Unbelievable.  May the officers rest in peace.

I am glad Pennsylvania has the death penalty.  Hopefully, they will put it to use.


----------



## Hockey (Apr 4, 2009)

And someone hacked his profile...heh


----------



## FF-EMT Diver (Apr 4, 2009)

In the wake of all these senseless shootings lets all pay that xtra amount of attention to the detail around us, we never know what we may be going into. Lets be safe!!


----------



## Shishkabob (Apr 4, 2009)

I feel for the injured, and the families who lost someone.






What the hell does him having supported McCain have to do with anything?

:censored::censored::censored::censored::censored::censored: reporters.


----------



## JonTullos (Apr 4, 2009)

This is absolutely nuts.  My thoughts and prayers go to the officers' families.  

I wonder if there's a violence contaminate in the water supplies.  It seems like there's so much more now.


----------



## CAOX3 (Apr 4, 2009)

Linuss said:


> What the hell does him having supported McCain have to do with anything?
> 
> :censored::censored::censored::censored::censored::censored: reporters.

(Outline entries for images)
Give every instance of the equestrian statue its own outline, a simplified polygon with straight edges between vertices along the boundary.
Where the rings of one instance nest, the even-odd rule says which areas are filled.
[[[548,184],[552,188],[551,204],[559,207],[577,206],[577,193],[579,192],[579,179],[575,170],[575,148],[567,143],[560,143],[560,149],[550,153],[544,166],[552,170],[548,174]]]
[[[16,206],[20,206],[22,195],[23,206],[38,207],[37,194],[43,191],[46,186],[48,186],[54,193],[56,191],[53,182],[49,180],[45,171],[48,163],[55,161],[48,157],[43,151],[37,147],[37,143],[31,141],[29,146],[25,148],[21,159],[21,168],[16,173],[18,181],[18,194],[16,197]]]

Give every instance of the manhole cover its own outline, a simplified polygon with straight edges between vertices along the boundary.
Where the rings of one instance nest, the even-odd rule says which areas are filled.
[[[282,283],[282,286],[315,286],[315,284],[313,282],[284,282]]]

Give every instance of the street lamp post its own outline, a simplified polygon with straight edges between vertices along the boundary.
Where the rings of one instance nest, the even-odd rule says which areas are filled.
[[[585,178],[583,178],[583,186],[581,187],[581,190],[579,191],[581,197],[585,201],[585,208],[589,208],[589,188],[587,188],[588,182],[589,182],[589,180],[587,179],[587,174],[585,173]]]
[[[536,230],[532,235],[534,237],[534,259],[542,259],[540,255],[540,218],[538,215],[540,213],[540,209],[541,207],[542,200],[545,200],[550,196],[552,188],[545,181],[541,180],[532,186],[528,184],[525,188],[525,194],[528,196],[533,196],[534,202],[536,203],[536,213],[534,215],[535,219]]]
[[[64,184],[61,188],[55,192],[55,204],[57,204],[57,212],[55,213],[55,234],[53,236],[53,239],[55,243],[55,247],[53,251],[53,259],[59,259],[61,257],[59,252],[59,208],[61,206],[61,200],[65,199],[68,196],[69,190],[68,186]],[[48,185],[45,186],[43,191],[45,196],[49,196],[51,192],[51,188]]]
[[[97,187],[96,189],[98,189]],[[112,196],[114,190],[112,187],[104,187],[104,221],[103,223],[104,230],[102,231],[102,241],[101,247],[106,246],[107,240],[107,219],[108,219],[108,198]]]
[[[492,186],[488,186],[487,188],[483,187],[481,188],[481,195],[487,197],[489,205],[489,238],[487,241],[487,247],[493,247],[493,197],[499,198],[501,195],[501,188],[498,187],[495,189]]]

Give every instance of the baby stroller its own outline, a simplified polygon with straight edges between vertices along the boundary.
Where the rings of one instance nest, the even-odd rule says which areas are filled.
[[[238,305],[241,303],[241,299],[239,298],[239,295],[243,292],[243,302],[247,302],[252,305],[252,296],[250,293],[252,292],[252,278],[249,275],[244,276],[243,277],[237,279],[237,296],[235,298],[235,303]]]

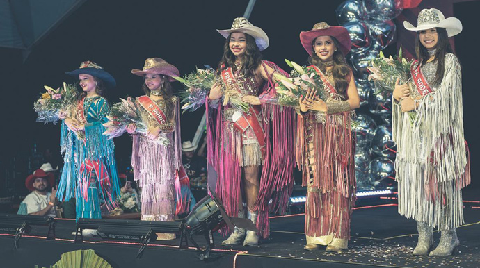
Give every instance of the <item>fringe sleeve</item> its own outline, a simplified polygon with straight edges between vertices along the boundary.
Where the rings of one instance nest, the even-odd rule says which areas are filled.
[[[413,131],[420,137],[418,161],[430,162],[428,174],[436,183],[461,178],[464,187],[467,167],[463,135],[461,69],[457,58],[445,56],[445,69],[440,87],[419,101]],[[465,178],[466,177],[466,178]]]

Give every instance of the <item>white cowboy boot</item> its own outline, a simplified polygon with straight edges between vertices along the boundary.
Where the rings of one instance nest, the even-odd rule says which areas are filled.
[[[456,229],[442,231],[440,242],[438,243],[438,246],[430,252],[430,256],[449,256],[454,252],[455,247],[459,244],[460,241],[456,236]]]
[[[433,228],[424,221],[417,221],[418,242],[413,255],[427,255],[433,245]]]
[[[252,222],[253,222],[253,224],[257,224],[258,211],[251,212],[249,209],[247,209],[247,217],[251,220]],[[258,240],[259,239],[260,236],[257,235],[257,233],[255,231],[247,230],[247,236],[245,237],[245,241],[243,241],[243,246],[258,246]]]
[[[238,214],[239,218],[244,218],[245,212],[241,210],[239,211]],[[222,245],[223,246],[235,246],[240,244],[241,240],[245,237],[245,229],[242,229],[235,226],[233,233],[230,234],[230,236],[227,238],[226,240],[222,242]]]

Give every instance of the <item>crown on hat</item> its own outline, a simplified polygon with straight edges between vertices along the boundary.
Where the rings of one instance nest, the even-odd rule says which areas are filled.
[[[440,16],[433,9],[424,9],[418,14],[417,26],[425,24],[438,24],[440,22]]]
[[[239,29],[244,27],[251,27],[253,24],[250,23],[248,20],[243,17],[235,18],[232,24],[232,29]]]
[[[90,60],[84,61],[84,62],[81,62],[81,64],[80,65],[80,69],[88,68],[88,67],[99,69],[101,70],[104,69],[104,68],[102,66],[97,65],[95,62],[92,62]]]
[[[328,25],[328,23],[325,22],[321,22],[315,24],[315,25],[313,26],[313,28],[312,30],[323,30],[323,29],[326,29],[327,28],[329,28],[330,25]]]

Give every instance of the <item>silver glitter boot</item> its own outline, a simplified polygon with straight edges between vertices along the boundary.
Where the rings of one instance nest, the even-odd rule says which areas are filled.
[[[442,231],[440,242],[438,246],[430,252],[431,256],[449,256],[454,252],[455,247],[460,244],[456,236],[456,229],[453,228]]]
[[[417,221],[418,242],[413,255],[428,255],[433,245],[433,228],[424,221]]]
[[[251,212],[250,211],[250,210],[247,210],[247,217],[250,219],[252,221],[252,222],[253,222],[253,224],[257,224],[257,217],[258,216],[258,211]],[[260,236],[257,235],[257,233],[255,231],[247,230],[247,236],[245,237],[245,241],[243,241],[243,246],[258,246],[258,240],[259,239]]]
[[[238,214],[239,218],[244,218],[245,212],[242,211],[239,211]],[[230,234],[230,236],[227,238],[226,240],[222,242],[222,245],[223,246],[235,246],[240,244],[241,240],[245,237],[245,229],[238,228],[235,226],[233,233]]]

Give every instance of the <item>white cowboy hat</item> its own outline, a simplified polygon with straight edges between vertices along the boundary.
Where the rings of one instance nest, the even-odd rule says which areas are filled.
[[[227,38],[230,33],[243,33],[252,35],[257,47],[262,51],[269,47],[269,37],[260,28],[254,26],[244,17],[237,17],[233,21],[232,28],[228,30],[217,30],[224,37]]]
[[[422,9],[418,13],[417,27],[405,21],[403,26],[408,31],[428,30],[433,28],[445,28],[449,37],[454,36],[462,31],[462,23],[454,17],[445,19],[445,17],[436,8]]]
[[[57,166],[56,168],[54,169],[54,168],[51,167],[51,164],[45,163],[42,165],[42,167],[40,167],[40,169],[43,170],[45,172],[56,171],[58,170],[58,166]]]
[[[197,146],[193,146],[193,144],[192,144],[192,143],[189,140],[183,142],[182,143],[182,151],[195,151],[196,149]]]

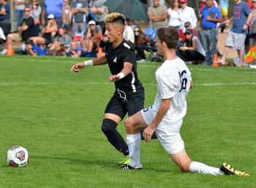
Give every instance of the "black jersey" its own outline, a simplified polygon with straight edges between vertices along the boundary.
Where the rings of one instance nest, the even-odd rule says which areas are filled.
[[[116,88],[127,91],[136,92],[143,88],[143,85],[138,78],[136,55],[133,45],[126,40],[116,48],[113,48],[112,43],[107,42],[105,45],[108,63],[113,75],[118,74],[124,68],[124,63],[129,62],[132,64],[132,73],[124,78],[115,82]]]

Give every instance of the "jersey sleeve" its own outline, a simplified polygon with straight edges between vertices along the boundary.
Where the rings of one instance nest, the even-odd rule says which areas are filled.
[[[124,60],[123,60],[124,63],[129,62],[133,65],[135,63],[136,57],[135,57],[135,54],[134,52],[127,49],[127,50],[124,51],[123,55],[124,55]]]
[[[31,19],[28,19],[26,22],[26,26],[29,28],[30,26],[33,26],[34,21],[34,19],[31,17]]]
[[[173,73],[171,73],[173,74]],[[157,90],[161,99],[171,98],[174,97],[178,83],[173,79],[174,75],[156,73]]]

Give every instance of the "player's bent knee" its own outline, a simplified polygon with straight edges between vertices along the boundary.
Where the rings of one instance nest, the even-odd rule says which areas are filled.
[[[117,122],[110,119],[104,119],[102,125],[102,130],[103,133],[111,132],[112,130],[116,129],[117,127]]]
[[[125,128],[127,130],[131,130],[133,128],[133,125],[132,125],[133,120],[131,117],[128,117],[127,120],[125,120],[124,123],[125,123]]]

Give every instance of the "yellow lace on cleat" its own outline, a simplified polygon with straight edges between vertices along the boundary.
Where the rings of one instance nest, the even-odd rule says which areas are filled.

Exercise set:
[a] In the forum thread about the officers' deaths, which state does the first poster say has the death penalty?
[b] Write what comes next in the forum thread about the officers' deaths, starting right after its last line.
These records are separate from the forum thread and stand on their own.

Responses to the exercise:
[a] Pennsylvania

[b]
I read that he was worried that Obama was going to take away his right to bear arms.

Sad, this is becoming way to common.


----------



## paemt08 (Apr 6, 2009)

Shoots cops because he's afraid Obama will take away his guns? :wacko: 
My heart goes out to the officers' families and the PPD!


----------



## amberdt03 (Apr 6, 2009)

so a fight over a dog urinating in the house brought the cops to site of ambush. the murderer's mom called 911 so police could remove her son from the house. when the first 2 officers arrived, the mom let them in. they got about 10ft inside, when they were both shot.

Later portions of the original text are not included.